§ **Source document**:
+-------+

Closure of Kansas hospital highlights rural care challenges
Wichita The upcoming closure of the hospital in the southeast Kansas community of Independence has highlighted the problems faced by rural medical providers in states that have refused to expand their Medicaid programs.
"The climate of health care these days is very challenging, and particularly for small rural hospitals like ourselves," said Joanne Smith, spokeswoman for Mercy Hospital in Independence. "We are facing decreased reimbursement; the fact that Kansas did not expand Medicaid has been a significant factor in our reimbursement, and declining population here in our corner of Kansas, as well as a lot of outmigration of patients to other communities for their health care."
According to the National Rural Health Association, at least 55 rural hospitals across the nation have closed since 2010, and 283 more are at risk of closure.
Rural hospitals were already struggling with declining populations, and, in many cases, their financial situations had become critical because of changes in the way hospitals get reimbursed under the Affordable Care Act. The cuts in Medicare and Medicaid reimbursements were designed to be offset by additional revenues from the Medicaid expansion. So when Kansas refused to expand Medicaid, its hospitals were hit especially hard.
The Kansas Hospital Association has repeatedly warned lawmakers that hospitals in the state were struggling because of the state's decision not to expand its Medicaid program.
Mercy stood to lose out on $1.6 million in annual revenue from its hospital in Independence because of the lack of Medicaid expansion. According to Smith, the impact of the state's decision was not the deciding factor in Mercy's closure, but it played a significant role.

+-------+

Natural language region descriptions:
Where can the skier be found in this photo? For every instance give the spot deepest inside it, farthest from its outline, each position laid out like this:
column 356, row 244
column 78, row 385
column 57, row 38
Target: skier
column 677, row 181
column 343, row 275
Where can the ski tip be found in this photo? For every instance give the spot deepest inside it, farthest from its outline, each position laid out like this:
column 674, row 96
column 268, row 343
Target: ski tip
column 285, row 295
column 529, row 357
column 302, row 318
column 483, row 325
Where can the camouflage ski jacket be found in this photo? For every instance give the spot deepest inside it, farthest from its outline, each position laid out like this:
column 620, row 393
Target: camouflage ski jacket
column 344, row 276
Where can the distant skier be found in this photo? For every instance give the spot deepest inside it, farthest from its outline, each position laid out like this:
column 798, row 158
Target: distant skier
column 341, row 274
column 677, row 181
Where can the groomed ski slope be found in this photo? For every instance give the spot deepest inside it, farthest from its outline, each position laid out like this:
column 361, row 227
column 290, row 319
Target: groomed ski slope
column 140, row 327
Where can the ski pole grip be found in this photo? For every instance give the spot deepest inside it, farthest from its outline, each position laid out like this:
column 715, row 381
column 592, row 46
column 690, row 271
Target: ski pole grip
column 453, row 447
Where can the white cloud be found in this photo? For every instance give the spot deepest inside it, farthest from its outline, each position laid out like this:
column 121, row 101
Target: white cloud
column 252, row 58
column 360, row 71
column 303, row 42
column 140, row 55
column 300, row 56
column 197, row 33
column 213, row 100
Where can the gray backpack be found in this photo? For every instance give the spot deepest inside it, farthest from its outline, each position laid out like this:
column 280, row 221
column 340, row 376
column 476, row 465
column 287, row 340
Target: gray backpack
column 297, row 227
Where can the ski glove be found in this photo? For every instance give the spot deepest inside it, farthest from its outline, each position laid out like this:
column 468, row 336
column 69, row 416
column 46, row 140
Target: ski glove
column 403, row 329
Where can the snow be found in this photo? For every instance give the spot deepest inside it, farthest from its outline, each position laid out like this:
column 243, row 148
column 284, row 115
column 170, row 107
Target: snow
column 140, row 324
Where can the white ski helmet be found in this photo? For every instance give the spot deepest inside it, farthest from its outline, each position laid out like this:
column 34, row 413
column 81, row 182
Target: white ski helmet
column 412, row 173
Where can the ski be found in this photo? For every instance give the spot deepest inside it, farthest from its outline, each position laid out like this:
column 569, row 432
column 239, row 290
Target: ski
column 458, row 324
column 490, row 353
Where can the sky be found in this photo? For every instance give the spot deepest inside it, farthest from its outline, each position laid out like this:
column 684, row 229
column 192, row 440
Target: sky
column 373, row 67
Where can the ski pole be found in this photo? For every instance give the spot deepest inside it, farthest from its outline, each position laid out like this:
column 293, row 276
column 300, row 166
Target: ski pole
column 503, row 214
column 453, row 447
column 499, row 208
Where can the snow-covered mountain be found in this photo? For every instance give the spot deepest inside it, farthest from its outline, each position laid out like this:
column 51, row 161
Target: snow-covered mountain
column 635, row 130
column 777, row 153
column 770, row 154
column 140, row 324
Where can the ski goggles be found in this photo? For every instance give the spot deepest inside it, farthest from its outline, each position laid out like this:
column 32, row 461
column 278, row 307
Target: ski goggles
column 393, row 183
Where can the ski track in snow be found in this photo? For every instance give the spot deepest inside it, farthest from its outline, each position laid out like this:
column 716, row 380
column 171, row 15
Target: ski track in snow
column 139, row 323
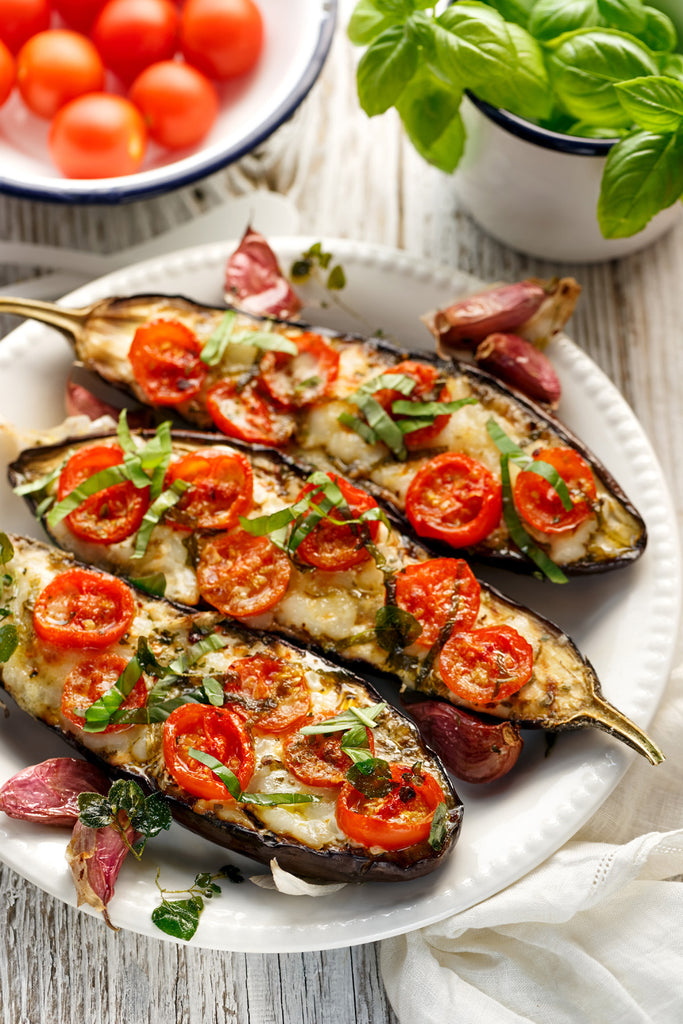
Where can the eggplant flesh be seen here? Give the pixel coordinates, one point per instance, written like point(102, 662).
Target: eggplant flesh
point(612, 537)
point(335, 611)
point(304, 838)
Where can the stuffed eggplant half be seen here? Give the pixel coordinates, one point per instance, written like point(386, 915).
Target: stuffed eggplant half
point(313, 558)
point(468, 463)
point(257, 745)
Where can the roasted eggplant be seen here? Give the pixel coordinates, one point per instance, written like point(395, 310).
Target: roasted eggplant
point(443, 441)
point(197, 686)
point(361, 591)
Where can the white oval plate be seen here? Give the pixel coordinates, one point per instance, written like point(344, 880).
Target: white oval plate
point(298, 34)
point(625, 622)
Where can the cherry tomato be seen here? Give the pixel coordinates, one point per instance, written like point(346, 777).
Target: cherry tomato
point(179, 104)
point(319, 760)
point(295, 381)
point(79, 608)
point(165, 357)
point(133, 34)
point(539, 503)
point(213, 730)
point(438, 591)
point(331, 545)
point(98, 135)
point(19, 19)
point(272, 693)
point(242, 574)
point(393, 822)
point(245, 414)
point(222, 38)
point(222, 489)
point(54, 67)
point(486, 665)
point(425, 378)
point(454, 499)
point(112, 514)
point(89, 680)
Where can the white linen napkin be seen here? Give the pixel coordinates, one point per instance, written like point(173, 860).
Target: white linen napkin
point(592, 936)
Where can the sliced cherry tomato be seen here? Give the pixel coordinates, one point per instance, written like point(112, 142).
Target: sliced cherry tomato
point(80, 608)
point(486, 665)
point(112, 514)
point(272, 693)
point(89, 680)
point(243, 413)
point(454, 499)
point(436, 592)
point(319, 760)
point(222, 489)
point(331, 545)
point(242, 574)
point(295, 381)
point(213, 730)
point(393, 822)
point(165, 357)
point(539, 503)
point(425, 378)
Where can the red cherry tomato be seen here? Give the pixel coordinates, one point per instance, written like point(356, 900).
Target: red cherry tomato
point(133, 34)
point(539, 503)
point(89, 680)
point(79, 608)
point(165, 357)
point(295, 381)
point(454, 499)
point(213, 730)
point(112, 514)
point(245, 414)
point(179, 104)
point(331, 545)
point(393, 822)
point(19, 19)
point(273, 694)
point(436, 592)
point(242, 574)
point(222, 38)
point(98, 135)
point(54, 67)
point(486, 665)
point(222, 489)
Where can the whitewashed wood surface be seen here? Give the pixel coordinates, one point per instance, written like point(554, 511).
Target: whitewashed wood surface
point(353, 178)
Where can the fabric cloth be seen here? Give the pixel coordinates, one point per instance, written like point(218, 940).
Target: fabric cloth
point(592, 936)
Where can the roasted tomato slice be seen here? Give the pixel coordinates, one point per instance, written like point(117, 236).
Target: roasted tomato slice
point(79, 608)
point(112, 514)
point(436, 592)
point(455, 499)
point(245, 414)
point(425, 378)
point(272, 693)
point(213, 730)
point(319, 760)
point(294, 381)
point(486, 665)
point(242, 574)
point(221, 491)
point(88, 680)
point(540, 504)
point(402, 818)
point(332, 545)
point(165, 356)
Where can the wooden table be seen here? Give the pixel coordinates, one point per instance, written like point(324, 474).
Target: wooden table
point(353, 178)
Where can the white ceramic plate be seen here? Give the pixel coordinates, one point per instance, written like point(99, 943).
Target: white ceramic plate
point(298, 34)
point(625, 622)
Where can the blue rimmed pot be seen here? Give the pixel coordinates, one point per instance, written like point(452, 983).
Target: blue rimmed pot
point(537, 190)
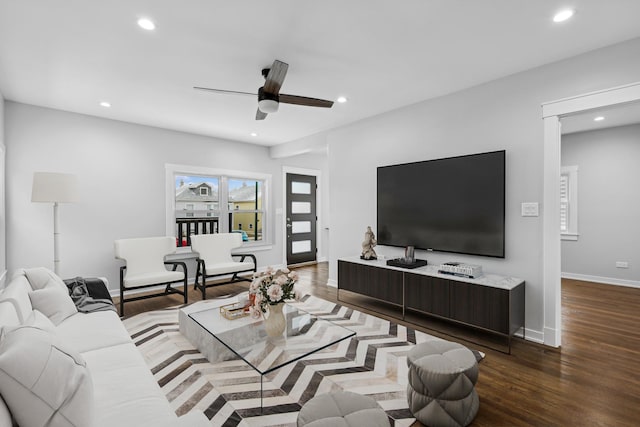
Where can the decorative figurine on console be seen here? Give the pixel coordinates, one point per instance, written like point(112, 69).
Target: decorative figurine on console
point(368, 244)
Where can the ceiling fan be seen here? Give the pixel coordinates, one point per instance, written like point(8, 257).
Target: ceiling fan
point(269, 96)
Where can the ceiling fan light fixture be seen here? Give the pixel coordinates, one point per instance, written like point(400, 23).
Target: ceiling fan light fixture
point(268, 106)
point(563, 15)
point(146, 24)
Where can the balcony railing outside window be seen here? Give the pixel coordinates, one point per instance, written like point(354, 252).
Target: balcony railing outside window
point(185, 227)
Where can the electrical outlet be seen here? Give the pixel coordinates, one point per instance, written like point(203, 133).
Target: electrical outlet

+-------+

§ **Activity 1**: According to the article on the Kansas hospital closure, how much annual revenue did Mercy stand to lose at its Independence hospital because Kansas did not expand Medicaid?
§ **Activity 2**: Carry on the article about the Kansas hospital closure from its last sentence.

§ **Answer space 1**: $1.6 million.

§ **Answer space 2**:
"It certainly would have helped," Smith said. "I don't know that it would have been enough to offset all the other losses, but it certainly would have helped in the situation for sure."
The Kansas Hospital Association estimates that beginning in 2016, hospitals in Kansas will lose $131.9 million annually because of reimbursement reductions in Medicare and Medicaid. But the group notes those cuts could be offset with a Medicaid expansion, resulting in a net gain of $230.9 million in additional revenues annually.
But the Kansas governor's office insists the state needs to ensure any expanded Medicaid program is fiscally sustainable in the long term.
"Most of the losses to hospitals, particularly our rural hospitals, are directly related to reductions in federal payments as a result of Obamacare," Eileen Hawley, spokeswoman for the governor's office said in an email. "We will continue to work with the Kansas Hospital Association to find a solution that truly benefits rural Kansans, while not relying on an unsustainable funding stream from the federal government."
For the past 18 months, Mercy and its sister hospital in Fort Scott have undergone what it calls a "discernment process" to find partnerships or other solutions to keep their doors open. An effort to partner its Independence hospital with the Coffeyville Regional Medical Center fell apart last week, leading to the announcement that it would begin the phased closure of its facility beginning Oct. 10.
That announcement stunned Independence, but city leaders say they have not given up hope.
"Unless we can find another party to keep the hospital open, health care will be in bad shape in Independence," City Manager Micky Webb said.
Although there are hospitals available in neighboring communities, city leaders especially worry about the availability of local emergency medical services.
There are local economic impacts as well: Mercy said it employs 190 workers in Independence with annual salaries and benefits totaling $13 million. It has about 50,000 patient visits annually.
Meanwhile, Mercy's hospital in Fort Scott has also talked to other potential partners, but has not yet found a solution, Smith said.
"They have experienced a little bit of an uptick in their business — they've managed to stay somewhat financially viable over the last few months — so for the time being they will remain part of Mercy, but they are still looking for a solution there for that community," Smith said.